══ RECORDS SUPPLIED

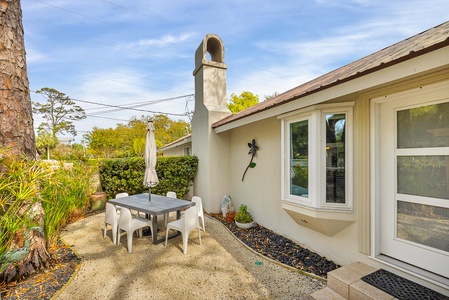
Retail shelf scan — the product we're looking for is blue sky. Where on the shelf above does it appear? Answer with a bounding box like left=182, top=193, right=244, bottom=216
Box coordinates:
left=22, top=0, right=449, bottom=142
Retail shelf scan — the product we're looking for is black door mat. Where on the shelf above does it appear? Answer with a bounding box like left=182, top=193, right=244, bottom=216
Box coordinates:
left=362, top=269, right=449, bottom=300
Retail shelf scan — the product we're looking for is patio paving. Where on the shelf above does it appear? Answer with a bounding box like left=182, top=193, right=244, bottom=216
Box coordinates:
left=54, top=213, right=325, bottom=299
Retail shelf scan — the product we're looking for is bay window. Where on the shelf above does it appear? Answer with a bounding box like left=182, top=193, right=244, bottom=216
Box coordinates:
left=280, top=103, right=353, bottom=210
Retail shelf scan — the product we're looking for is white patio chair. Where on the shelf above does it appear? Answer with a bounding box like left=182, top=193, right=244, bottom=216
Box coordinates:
left=165, top=206, right=201, bottom=254
left=117, top=207, right=155, bottom=253
left=192, top=196, right=206, bottom=232
left=164, top=192, right=177, bottom=227
left=103, top=203, right=118, bottom=244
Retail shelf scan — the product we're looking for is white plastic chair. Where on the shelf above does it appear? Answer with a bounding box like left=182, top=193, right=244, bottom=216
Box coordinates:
left=192, top=196, right=206, bottom=232
left=103, top=203, right=118, bottom=244
left=164, top=192, right=177, bottom=227
left=117, top=207, right=155, bottom=253
left=165, top=206, right=201, bottom=254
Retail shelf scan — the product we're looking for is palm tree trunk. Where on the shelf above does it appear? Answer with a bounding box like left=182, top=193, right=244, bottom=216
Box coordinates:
left=0, top=0, right=36, bottom=158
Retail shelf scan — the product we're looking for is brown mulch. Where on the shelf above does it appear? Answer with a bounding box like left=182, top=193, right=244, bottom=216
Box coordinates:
left=208, top=214, right=340, bottom=278
left=0, top=242, right=81, bottom=300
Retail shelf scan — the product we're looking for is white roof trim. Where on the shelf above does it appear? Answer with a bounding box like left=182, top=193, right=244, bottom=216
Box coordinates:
left=214, top=47, right=449, bottom=133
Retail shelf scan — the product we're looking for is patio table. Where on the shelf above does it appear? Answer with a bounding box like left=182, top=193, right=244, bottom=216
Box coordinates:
left=108, top=193, right=195, bottom=244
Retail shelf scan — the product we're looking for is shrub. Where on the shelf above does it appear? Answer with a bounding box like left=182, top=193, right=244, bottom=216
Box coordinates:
left=234, top=204, right=253, bottom=223
left=99, top=156, right=198, bottom=198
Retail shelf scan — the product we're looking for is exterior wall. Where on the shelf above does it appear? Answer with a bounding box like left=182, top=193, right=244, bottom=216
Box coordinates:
left=224, top=110, right=369, bottom=264
left=219, top=72, right=448, bottom=267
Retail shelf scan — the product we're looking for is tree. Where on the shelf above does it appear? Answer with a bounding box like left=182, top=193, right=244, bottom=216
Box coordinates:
left=0, top=0, right=36, bottom=158
left=33, top=88, right=86, bottom=137
left=86, top=114, right=190, bottom=158
left=228, top=91, right=259, bottom=114
left=0, top=0, right=49, bottom=277
left=36, top=131, right=58, bottom=159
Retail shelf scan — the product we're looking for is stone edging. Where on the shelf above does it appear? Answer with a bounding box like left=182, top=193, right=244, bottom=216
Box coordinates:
left=205, top=214, right=327, bottom=283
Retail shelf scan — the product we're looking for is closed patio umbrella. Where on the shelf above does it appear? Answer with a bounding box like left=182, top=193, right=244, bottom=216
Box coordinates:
left=143, top=121, right=159, bottom=201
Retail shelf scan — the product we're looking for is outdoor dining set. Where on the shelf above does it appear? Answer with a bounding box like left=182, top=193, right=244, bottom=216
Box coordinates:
left=103, top=192, right=205, bottom=254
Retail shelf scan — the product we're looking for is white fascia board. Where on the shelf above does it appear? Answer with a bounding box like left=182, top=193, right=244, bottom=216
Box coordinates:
left=214, top=47, right=449, bottom=133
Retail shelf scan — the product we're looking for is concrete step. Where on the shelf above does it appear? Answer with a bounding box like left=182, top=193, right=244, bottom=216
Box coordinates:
left=311, top=262, right=396, bottom=300
left=310, top=287, right=345, bottom=300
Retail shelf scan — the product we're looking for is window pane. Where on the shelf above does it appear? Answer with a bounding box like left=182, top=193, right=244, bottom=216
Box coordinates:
left=397, top=103, right=449, bottom=149
left=397, top=155, right=449, bottom=199
left=290, top=120, right=309, bottom=198
left=397, top=201, right=449, bottom=251
left=326, top=114, right=346, bottom=203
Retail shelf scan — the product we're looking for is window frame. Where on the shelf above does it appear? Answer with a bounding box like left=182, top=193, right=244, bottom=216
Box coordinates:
left=279, top=102, right=354, bottom=211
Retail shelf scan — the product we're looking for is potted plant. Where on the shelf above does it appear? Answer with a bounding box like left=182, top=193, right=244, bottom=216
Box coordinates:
left=226, top=208, right=237, bottom=223
left=234, top=204, right=255, bottom=229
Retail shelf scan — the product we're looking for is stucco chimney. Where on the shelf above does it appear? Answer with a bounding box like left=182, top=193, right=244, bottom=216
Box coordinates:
left=192, top=34, right=231, bottom=212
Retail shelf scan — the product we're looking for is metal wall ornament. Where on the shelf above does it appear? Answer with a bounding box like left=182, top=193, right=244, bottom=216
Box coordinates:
left=242, top=139, right=259, bottom=181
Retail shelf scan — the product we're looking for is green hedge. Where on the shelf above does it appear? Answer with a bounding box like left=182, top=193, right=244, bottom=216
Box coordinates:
left=99, top=156, right=198, bottom=199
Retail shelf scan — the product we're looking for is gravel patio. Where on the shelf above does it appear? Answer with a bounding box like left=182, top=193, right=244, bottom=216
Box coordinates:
left=54, top=213, right=325, bottom=300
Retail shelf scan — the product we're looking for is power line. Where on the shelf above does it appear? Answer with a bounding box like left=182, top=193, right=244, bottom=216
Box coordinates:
left=30, top=90, right=194, bottom=117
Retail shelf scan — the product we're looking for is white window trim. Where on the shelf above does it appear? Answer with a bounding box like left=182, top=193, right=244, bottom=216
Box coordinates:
left=278, top=102, right=354, bottom=211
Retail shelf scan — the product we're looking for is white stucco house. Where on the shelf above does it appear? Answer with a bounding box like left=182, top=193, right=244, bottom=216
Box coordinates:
left=191, top=22, right=449, bottom=291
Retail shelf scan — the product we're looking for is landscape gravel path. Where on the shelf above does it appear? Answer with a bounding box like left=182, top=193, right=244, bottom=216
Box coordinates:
left=54, top=213, right=325, bottom=300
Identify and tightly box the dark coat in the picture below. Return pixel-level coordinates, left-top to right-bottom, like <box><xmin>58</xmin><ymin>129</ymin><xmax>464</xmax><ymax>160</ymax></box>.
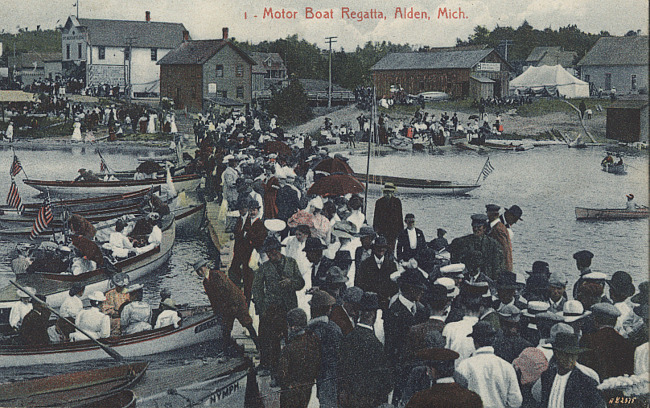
<box><xmin>540</xmin><ymin>365</ymin><xmax>607</xmax><ymax>408</ymax></box>
<box><xmin>578</xmin><ymin>327</ymin><xmax>635</xmax><ymax>380</ymax></box>
<box><xmin>338</xmin><ymin>327</ymin><xmax>392</xmax><ymax>408</ymax></box>
<box><xmin>406</xmin><ymin>383</ymin><xmax>483</xmax><ymax>408</ymax></box>
<box><xmin>354</xmin><ymin>254</ymin><xmax>397</xmax><ymax>310</ymax></box>
<box><xmin>397</xmin><ymin>228</ymin><xmax>427</xmax><ymax>261</ymax></box>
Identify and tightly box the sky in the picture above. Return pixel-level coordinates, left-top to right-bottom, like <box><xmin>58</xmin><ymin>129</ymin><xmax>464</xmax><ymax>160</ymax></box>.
<box><xmin>5</xmin><ymin>0</ymin><xmax>648</xmax><ymax>51</ymax></box>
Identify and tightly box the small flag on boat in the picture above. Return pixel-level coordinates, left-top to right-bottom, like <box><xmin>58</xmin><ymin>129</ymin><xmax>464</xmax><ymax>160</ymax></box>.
<box><xmin>29</xmin><ymin>195</ymin><xmax>54</xmax><ymax>240</ymax></box>
<box><xmin>7</xmin><ymin>179</ymin><xmax>24</xmax><ymax>213</ymax></box>
<box><xmin>481</xmin><ymin>157</ymin><xmax>494</xmax><ymax>180</ymax></box>
<box><xmin>9</xmin><ymin>154</ymin><xmax>23</xmax><ymax>177</ymax></box>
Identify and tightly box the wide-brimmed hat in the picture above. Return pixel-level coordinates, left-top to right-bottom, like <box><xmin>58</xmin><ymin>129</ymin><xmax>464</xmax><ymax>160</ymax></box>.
<box><xmin>552</xmin><ymin>333</ymin><xmax>589</xmax><ymax>354</ymax></box>
<box><xmin>558</xmin><ymin>300</ymin><xmax>591</xmax><ymax>323</ymax></box>
<box><xmin>607</xmin><ymin>271</ymin><xmax>635</xmax><ymax>297</ymax></box>
<box><xmin>506</xmin><ymin>204</ymin><xmax>524</xmax><ymax>221</ymax></box>
<box><xmin>308</xmin><ymin>290</ymin><xmax>336</xmax><ymax>307</ymax></box>
<box><xmin>302</xmin><ymin>237</ymin><xmax>327</xmax><ymax>252</ymax></box>
<box><xmin>111</xmin><ymin>272</ymin><xmax>131</xmax><ymax>287</ymax></box>
<box><xmin>260</xmin><ymin>236</ymin><xmax>284</xmax><ymax>252</ymax></box>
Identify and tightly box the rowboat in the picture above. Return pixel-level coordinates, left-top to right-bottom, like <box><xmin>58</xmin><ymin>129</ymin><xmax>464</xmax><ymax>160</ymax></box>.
<box><xmin>0</xmin><ymin>217</ymin><xmax>176</xmax><ymax>326</ymax></box>
<box><xmin>134</xmin><ymin>358</ymin><xmax>250</xmax><ymax>408</ymax></box>
<box><xmin>576</xmin><ymin>207</ymin><xmax>650</xmax><ymax>220</ymax></box>
<box><xmin>0</xmin><ymin>306</ymin><xmax>223</xmax><ymax>367</ymax></box>
<box><xmin>354</xmin><ymin>173</ymin><xmax>481</xmax><ymax>195</ymax></box>
<box><xmin>600</xmin><ymin>163</ymin><xmax>627</xmax><ymax>175</ymax></box>
<box><xmin>23</xmin><ymin>174</ymin><xmax>201</xmax><ymax>196</ymax></box>
<box><xmin>0</xmin><ymin>362</ymin><xmax>149</xmax><ymax>407</ymax></box>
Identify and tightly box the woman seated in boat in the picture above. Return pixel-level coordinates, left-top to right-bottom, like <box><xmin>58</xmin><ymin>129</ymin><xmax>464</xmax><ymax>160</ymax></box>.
<box><xmin>120</xmin><ymin>284</ymin><xmax>151</xmax><ymax>334</ymax></box>
<box><xmin>154</xmin><ymin>298</ymin><xmax>181</xmax><ymax>329</ymax></box>
<box><xmin>70</xmin><ymin>291</ymin><xmax>111</xmax><ymax>341</ymax></box>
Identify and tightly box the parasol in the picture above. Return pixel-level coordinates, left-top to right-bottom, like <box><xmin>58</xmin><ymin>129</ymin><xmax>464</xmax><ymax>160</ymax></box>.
<box><xmin>307</xmin><ymin>174</ymin><xmax>364</xmax><ymax>197</ymax></box>
<box><xmin>314</xmin><ymin>157</ymin><xmax>354</xmax><ymax>174</ymax></box>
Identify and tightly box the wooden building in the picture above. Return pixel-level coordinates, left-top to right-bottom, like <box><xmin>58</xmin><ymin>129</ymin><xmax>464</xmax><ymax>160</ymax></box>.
<box><xmin>371</xmin><ymin>48</ymin><xmax>512</xmax><ymax>99</ymax></box>
<box><xmin>158</xmin><ymin>28</ymin><xmax>255</xmax><ymax>111</ymax></box>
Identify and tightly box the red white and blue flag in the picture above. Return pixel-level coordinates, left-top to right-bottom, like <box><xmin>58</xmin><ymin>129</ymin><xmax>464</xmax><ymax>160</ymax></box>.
<box><xmin>9</xmin><ymin>154</ymin><xmax>23</xmax><ymax>177</ymax></box>
<box><xmin>7</xmin><ymin>179</ymin><xmax>24</xmax><ymax>213</ymax></box>
<box><xmin>29</xmin><ymin>195</ymin><xmax>54</xmax><ymax>239</ymax></box>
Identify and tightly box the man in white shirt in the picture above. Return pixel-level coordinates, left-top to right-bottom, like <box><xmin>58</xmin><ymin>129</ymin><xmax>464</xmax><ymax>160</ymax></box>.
<box><xmin>456</xmin><ymin>322</ymin><xmax>523</xmax><ymax>408</ymax></box>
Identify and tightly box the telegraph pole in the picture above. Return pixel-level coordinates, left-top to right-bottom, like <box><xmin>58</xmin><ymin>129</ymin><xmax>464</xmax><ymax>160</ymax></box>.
<box><xmin>325</xmin><ymin>37</ymin><xmax>338</xmax><ymax>108</ymax></box>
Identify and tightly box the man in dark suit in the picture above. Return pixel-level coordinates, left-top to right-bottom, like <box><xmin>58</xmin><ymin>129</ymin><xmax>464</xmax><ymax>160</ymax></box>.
<box><xmin>541</xmin><ymin>333</ymin><xmax>607</xmax><ymax>408</ymax></box>
<box><xmin>354</xmin><ymin>235</ymin><xmax>397</xmax><ymax>310</ymax></box>
<box><xmin>384</xmin><ymin>268</ymin><xmax>429</xmax><ymax>405</ymax></box>
<box><xmin>406</xmin><ymin>348</ymin><xmax>483</xmax><ymax>408</ymax></box>
<box><xmin>397</xmin><ymin>214</ymin><xmax>427</xmax><ymax>261</ymax></box>
<box><xmin>339</xmin><ymin>292</ymin><xmax>392</xmax><ymax>408</ymax></box>
<box><xmin>580</xmin><ymin>303</ymin><xmax>635</xmax><ymax>380</ymax></box>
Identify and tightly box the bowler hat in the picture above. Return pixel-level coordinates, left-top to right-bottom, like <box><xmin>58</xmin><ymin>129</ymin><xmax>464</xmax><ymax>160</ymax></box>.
<box><xmin>359</xmin><ymin>292</ymin><xmax>379</xmax><ymax>312</ymax></box>
<box><xmin>467</xmin><ymin>321</ymin><xmax>497</xmax><ymax>339</ymax></box>
<box><xmin>552</xmin><ymin>333</ymin><xmax>589</xmax><ymax>354</ymax></box>
<box><xmin>309</xmin><ymin>289</ymin><xmax>336</xmax><ymax>307</ymax></box>
<box><xmin>607</xmin><ymin>271</ymin><xmax>634</xmax><ymax>297</ymax></box>
<box><xmin>302</xmin><ymin>237</ymin><xmax>327</xmax><ymax>252</ymax></box>
<box><xmin>506</xmin><ymin>204</ymin><xmax>524</xmax><ymax>220</ymax></box>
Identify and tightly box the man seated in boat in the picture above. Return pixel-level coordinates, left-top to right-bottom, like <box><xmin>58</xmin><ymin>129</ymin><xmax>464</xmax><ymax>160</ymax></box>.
<box><xmin>120</xmin><ymin>284</ymin><xmax>151</xmax><ymax>334</ymax></box>
<box><xmin>74</xmin><ymin>169</ymin><xmax>99</xmax><ymax>181</ymax></box>
<box><xmin>70</xmin><ymin>291</ymin><xmax>111</xmax><ymax>341</ymax></box>
<box><xmin>154</xmin><ymin>298</ymin><xmax>181</xmax><ymax>329</ymax></box>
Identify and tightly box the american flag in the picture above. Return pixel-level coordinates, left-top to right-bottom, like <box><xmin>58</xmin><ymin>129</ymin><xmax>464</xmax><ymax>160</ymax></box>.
<box><xmin>7</xmin><ymin>180</ymin><xmax>24</xmax><ymax>213</ymax></box>
<box><xmin>29</xmin><ymin>195</ymin><xmax>54</xmax><ymax>239</ymax></box>
<box><xmin>9</xmin><ymin>154</ymin><xmax>23</xmax><ymax>177</ymax></box>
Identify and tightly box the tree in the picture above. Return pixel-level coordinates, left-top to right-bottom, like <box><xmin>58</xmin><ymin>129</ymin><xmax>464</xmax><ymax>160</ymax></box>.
<box><xmin>269</xmin><ymin>79</ymin><xmax>312</xmax><ymax>125</ymax></box>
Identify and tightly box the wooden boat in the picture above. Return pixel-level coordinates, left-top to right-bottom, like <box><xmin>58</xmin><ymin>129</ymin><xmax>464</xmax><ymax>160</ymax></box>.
<box><xmin>23</xmin><ymin>174</ymin><xmax>201</xmax><ymax>196</ymax></box>
<box><xmin>600</xmin><ymin>163</ymin><xmax>627</xmax><ymax>175</ymax></box>
<box><xmin>354</xmin><ymin>173</ymin><xmax>481</xmax><ymax>195</ymax></box>
<box><xmin>0</xmin><ymin>362</ymin><xmax>149</xmax><ymax>407</ymax></box>
<box><xmin>0</xmin><ymin>306</ymin><xmax>223</xmax><ymax>367</ymax></box>
<box><xmin>0</xmin><ymin>217</ymin><xmax>176</xmax><ymax>318</ymax></box>
<box><xmin>576</xmin><ymin>207</ymin><xmax>650</xmax><ymax>220</ymax></box>
<box><xmin>134</xmin><ymin>358</ymin><xmax>250</xmax><ymax>408</ymax></box>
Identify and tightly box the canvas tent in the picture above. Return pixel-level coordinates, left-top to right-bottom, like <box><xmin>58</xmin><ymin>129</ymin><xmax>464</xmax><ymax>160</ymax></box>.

════

◆ DIRECTIONS
Return, without any change, the stretch of items above from the line containing "Retail shelf scan — the product we're looking for is shrub." through the line containing "left=99, top=156, right=198, bottom=198", including both of those lines.

◆ THE ANSWER
Retail shelf scan — the product we're looking for is shrub. Where on the shelf above does it appear? Answer with a bounding box like left=182, top=193, right=244, bottom=216
Box coordinates:
left=234, top=204, right=253, bottom=223
left=99, top=156, right=198, bottom=198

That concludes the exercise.